TESTO FORNITO
Particolare 2: isoliamo visivamente le ombre. Esse sono colorate. Alla nostra destra esse sono formate da grigio – bianco più una punta di nero -, blu, con minimo apporto di rosso. Alla nostra sinistra, l’ombra più chiara presenta una percentuale leggermente maggiore di azzurro e una diminuzione del nero nella composizione del grigio.
Da notare è il montante, alla nostra sinistra, del cancelletto che presenta al centro il color sabbia della stesura primaria del fondo. Osserviamo attentamente la neve illuminata, tra i gradini del cancello. Per la massima luminosità, il pittore inserisce un bianco con un minimo apporto di arancione, che contrasta con l’azzurro perlaceo delle ombre causate dalla compressione del calpestio.
Particolare 3: il muro della casa mostra il color sabbia rosata e vinaccia della preparazione basica del dipinto. Tutti gli altri colori sono stati stesi in sovrapposizione. Da evidenziare, alla nostra sinistra, le pennellate discontinue che definiscono, con il bianco, i rami più sottili. La discontinuità del tratto rivela che questi particolari sono stati aggiunti quando la tela era già asciutta in tutti gli strati sottostanti. Quest’effetto di segmentazione si verifica quando un colore poco diluito viene tirato su uno strato asciutto di colore sottostante.
Particolare 4: il legname è stato dipinto con colori bruni sulla preparazione sabbia-rosa-vinaccia. Il pittore ha poi tirato il grigio azzurro della neve, offrendo un effetto di nuovo impasto, parzialmente coprente. Rispetto ad altri dipinti della maturità, il pennello evita ogni stenografia, per procedere in stesure a impasto o parzialmente tese e lisce. Gli effetti luministici sono contenuti in un numero limitato di chiazze di luce di forma tondeggiate o rettangolare.

SCOPO DEL COMPITO
Rispondi a queste domande sul testo dedicato all'analisi del dipinto:
(a) Da quali colori sono formate le ombre alla nostra destra nel Particolare 2?
(b) Nel Particolare 3, che cosa rivela la discontinuità del tratto?
(c) Nel Particolare 4, con quali colori è stato dipinto il legname e su quale preparazione?
Per rispondere si usa soltanto il testo.

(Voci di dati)
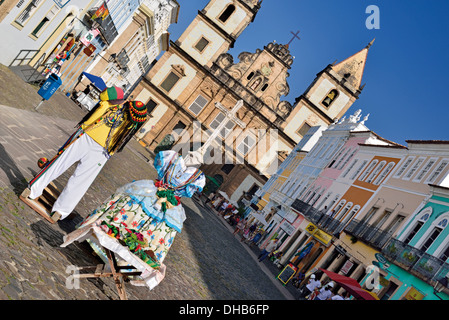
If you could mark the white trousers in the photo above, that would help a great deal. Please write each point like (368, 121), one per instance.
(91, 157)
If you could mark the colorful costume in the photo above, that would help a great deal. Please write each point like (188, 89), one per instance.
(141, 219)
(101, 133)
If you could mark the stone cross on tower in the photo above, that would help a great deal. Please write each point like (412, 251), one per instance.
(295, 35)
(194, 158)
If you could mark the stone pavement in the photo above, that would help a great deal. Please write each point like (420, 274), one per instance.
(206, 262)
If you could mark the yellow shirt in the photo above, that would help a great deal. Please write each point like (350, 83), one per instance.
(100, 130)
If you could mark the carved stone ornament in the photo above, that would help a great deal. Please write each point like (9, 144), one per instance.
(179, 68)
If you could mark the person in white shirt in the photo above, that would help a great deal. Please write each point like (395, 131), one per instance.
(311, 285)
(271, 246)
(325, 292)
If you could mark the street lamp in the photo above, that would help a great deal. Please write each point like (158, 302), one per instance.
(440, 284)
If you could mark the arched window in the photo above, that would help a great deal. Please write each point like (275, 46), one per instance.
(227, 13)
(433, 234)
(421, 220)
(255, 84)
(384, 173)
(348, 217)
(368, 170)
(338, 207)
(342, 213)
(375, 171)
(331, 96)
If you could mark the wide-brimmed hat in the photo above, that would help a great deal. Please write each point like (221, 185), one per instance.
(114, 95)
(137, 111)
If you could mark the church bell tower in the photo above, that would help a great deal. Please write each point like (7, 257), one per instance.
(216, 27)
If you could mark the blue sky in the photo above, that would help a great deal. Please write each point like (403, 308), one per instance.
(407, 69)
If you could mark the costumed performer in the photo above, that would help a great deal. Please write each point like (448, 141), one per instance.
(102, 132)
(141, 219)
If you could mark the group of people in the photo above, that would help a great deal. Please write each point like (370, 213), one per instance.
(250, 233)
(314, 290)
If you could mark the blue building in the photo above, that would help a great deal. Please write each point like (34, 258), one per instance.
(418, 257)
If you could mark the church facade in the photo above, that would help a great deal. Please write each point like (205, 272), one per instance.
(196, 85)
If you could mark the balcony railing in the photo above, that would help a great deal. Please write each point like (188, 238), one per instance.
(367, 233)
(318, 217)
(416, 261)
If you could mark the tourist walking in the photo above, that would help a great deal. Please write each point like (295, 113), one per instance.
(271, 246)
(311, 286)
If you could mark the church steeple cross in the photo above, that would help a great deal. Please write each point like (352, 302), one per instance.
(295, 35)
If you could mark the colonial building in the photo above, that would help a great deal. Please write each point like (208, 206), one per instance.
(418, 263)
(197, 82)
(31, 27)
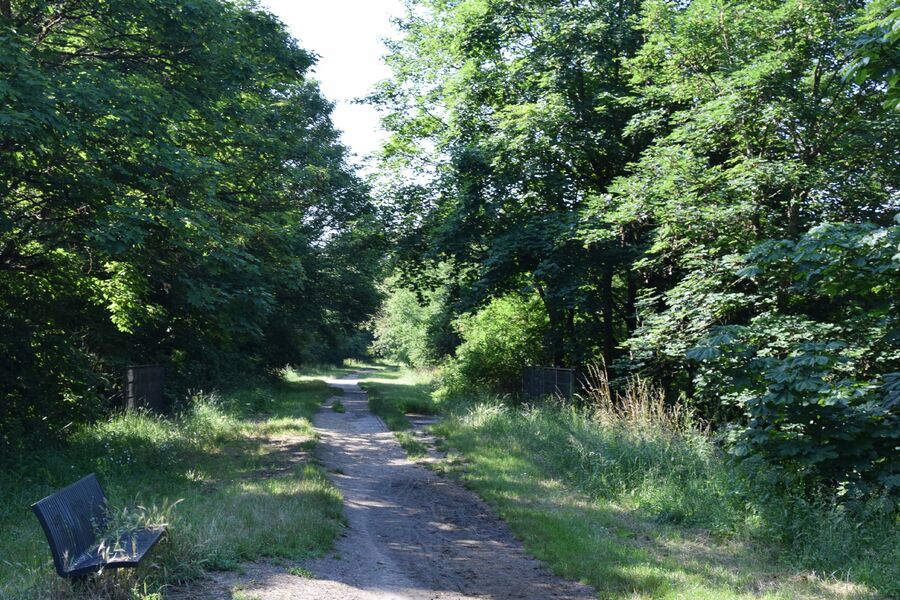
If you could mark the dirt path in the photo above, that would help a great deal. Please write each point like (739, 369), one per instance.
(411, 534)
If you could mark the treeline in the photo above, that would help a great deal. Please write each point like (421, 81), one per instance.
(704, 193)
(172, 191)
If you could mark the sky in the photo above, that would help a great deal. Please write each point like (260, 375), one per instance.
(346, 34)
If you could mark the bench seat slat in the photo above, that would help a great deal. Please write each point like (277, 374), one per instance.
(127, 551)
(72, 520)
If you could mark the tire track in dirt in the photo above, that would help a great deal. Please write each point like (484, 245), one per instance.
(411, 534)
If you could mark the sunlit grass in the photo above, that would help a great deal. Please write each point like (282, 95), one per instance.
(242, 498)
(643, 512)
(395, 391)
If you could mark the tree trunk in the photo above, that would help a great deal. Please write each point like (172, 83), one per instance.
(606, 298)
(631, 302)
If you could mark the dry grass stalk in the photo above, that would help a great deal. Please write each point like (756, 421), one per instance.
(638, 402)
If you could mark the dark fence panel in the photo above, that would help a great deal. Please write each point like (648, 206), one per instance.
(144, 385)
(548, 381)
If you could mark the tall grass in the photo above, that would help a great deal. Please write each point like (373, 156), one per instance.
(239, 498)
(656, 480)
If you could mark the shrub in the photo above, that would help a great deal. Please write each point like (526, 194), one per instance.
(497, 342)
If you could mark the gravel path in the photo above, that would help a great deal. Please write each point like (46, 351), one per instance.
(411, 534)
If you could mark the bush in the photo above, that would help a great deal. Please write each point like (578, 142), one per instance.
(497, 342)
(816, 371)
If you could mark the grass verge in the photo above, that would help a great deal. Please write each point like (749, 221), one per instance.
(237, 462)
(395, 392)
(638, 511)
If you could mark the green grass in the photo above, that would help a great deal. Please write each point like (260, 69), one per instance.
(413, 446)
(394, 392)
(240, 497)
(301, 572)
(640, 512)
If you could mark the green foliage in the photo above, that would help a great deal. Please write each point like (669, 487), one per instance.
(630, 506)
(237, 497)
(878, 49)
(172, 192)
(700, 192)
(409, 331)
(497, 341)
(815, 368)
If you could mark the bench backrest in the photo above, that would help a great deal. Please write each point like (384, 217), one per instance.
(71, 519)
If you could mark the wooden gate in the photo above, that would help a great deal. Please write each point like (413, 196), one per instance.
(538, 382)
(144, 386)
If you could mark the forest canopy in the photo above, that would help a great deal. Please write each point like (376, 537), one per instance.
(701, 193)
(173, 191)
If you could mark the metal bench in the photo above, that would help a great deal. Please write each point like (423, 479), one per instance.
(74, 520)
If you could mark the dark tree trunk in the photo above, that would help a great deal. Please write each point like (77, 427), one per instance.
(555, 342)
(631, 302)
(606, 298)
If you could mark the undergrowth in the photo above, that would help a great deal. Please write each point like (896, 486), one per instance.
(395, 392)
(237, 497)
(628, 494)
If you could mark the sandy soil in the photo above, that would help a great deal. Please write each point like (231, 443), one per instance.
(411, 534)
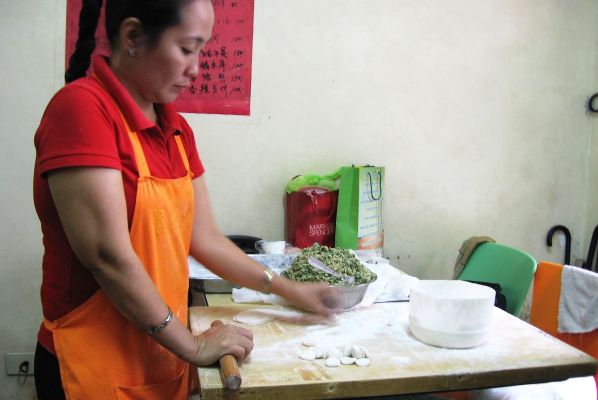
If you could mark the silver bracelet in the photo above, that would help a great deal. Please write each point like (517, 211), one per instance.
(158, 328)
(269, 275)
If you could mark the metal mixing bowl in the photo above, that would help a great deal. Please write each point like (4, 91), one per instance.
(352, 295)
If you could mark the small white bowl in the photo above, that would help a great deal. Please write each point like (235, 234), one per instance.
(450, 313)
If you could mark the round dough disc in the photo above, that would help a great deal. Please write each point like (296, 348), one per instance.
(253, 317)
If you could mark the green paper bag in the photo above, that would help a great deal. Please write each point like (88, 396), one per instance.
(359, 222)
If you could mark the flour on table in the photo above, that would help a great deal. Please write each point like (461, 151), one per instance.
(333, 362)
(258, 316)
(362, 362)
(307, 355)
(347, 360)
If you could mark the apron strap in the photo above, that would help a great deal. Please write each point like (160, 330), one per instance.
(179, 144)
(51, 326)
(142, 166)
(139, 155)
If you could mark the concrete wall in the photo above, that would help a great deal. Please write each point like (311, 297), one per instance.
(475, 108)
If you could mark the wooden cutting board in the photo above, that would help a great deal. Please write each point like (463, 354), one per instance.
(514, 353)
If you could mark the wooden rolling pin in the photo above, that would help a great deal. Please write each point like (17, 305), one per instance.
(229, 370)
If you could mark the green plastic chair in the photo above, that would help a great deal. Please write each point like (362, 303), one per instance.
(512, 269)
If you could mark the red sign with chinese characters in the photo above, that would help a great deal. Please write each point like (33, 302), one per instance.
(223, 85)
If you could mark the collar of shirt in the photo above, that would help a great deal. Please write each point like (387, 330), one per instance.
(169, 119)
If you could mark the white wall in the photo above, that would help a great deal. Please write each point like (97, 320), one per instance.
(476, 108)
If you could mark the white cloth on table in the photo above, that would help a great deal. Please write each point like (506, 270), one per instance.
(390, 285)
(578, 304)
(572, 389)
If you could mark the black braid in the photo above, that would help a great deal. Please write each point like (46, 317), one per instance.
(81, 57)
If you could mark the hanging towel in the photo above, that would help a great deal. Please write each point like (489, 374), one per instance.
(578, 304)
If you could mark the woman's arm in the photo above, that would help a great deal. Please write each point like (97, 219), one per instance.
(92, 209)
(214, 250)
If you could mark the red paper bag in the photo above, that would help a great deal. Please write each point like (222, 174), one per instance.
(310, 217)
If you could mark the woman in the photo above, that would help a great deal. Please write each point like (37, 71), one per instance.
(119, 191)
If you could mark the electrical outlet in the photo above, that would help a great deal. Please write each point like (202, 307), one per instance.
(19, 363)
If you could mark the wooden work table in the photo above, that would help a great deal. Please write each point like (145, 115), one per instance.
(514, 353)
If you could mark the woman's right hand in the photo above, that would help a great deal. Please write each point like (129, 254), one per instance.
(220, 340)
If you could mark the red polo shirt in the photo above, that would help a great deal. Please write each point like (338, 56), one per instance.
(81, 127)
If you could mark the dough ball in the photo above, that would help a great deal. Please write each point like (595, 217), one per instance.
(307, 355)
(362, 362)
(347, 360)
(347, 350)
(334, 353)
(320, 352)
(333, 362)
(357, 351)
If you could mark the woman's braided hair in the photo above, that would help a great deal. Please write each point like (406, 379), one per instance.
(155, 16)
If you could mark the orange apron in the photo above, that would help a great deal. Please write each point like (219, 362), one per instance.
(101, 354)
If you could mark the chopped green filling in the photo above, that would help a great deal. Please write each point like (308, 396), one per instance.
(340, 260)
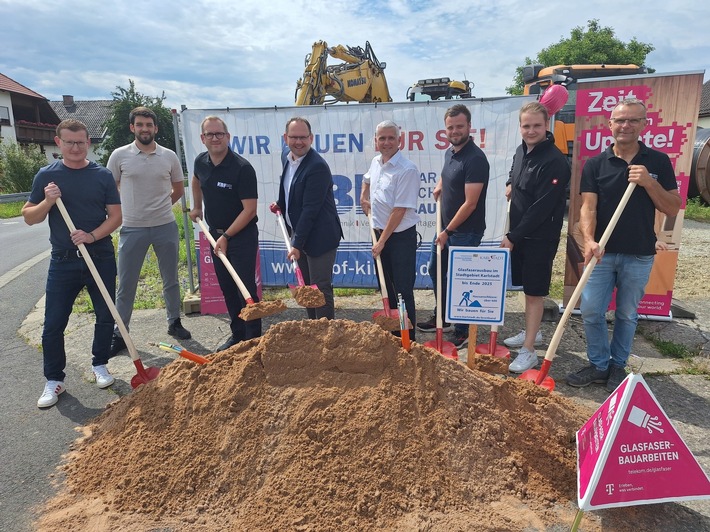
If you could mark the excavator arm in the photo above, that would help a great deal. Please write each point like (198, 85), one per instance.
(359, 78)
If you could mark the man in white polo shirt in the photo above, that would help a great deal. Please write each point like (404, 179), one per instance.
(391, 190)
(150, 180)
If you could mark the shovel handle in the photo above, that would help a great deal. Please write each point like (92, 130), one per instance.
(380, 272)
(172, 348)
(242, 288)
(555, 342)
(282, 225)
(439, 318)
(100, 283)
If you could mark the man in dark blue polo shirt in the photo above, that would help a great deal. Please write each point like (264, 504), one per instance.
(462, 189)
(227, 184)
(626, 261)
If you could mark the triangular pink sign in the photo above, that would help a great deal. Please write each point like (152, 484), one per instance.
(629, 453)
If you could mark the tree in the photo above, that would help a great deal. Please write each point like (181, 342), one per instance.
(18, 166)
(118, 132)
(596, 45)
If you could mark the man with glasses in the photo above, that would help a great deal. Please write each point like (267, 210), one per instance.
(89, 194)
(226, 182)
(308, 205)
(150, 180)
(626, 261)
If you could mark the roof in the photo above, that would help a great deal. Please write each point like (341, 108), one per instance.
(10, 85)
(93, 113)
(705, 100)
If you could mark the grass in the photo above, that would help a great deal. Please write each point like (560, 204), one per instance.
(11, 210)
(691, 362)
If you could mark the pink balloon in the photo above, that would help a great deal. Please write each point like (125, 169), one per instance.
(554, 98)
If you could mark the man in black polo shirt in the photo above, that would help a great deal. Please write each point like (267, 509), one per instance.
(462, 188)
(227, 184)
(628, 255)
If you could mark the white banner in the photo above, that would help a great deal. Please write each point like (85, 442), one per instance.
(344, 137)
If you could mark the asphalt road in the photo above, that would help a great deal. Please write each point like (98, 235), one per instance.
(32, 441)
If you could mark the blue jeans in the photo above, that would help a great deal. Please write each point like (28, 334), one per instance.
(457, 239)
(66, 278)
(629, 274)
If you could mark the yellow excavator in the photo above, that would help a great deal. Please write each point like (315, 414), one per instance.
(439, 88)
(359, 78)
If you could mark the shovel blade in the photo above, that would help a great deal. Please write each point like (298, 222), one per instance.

SOLUZIONE PROPOSTA
(a) Da grigio (bianco più una punta di nero), blu e un minimo apporto di rosso.
(b) Che i particolari sono stati aggiunti quando la tela era già asciutta in tutti gli strati sottostanti.
(c) Con colori bruni, sulla preparazione sabbia-rosa-vinaccia.